(Records for processing begins)

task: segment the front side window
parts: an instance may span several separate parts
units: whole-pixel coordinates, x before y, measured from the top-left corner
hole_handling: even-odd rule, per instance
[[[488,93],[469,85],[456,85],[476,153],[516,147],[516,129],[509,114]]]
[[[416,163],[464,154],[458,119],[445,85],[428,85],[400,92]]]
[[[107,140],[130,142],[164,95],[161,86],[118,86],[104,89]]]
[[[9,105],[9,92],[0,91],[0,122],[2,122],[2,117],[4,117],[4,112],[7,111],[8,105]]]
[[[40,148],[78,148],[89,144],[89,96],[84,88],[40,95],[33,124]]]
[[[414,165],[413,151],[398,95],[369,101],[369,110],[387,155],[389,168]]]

(Records for processing ends)

— About this task —
All of the records above are to be set down again exactly.

— Result of the exercise —
task: segment the front side window
parts: an instance may span several separate parts
units: whole-pixel coordinates, x before y, measured from the top-left corner
hole_handling: even-odd rule, per instance
[[[488,93],[469,85],[456,85],[476,153],[516,147],[516,129],[509,114]]]
[[[416,163],[464,154],[458,119],[445,85],[428,85],[400,92]]]
[[[107,140],[130,142],[164,95],[161,86],[118,86],[104,89]]]
[[[9,105],[9,92],[0,91],[0,122],[2,122],[2,117],[4,117],[4,112],[7,111],[8,105]]]
[[[40,148],[78,148],[89,144],[89,96],[84,88],[40,95],[33,124]]]
[[[414,165],[413,151],[398,95],[369,101],[369,110],[387,155],[389,168]]]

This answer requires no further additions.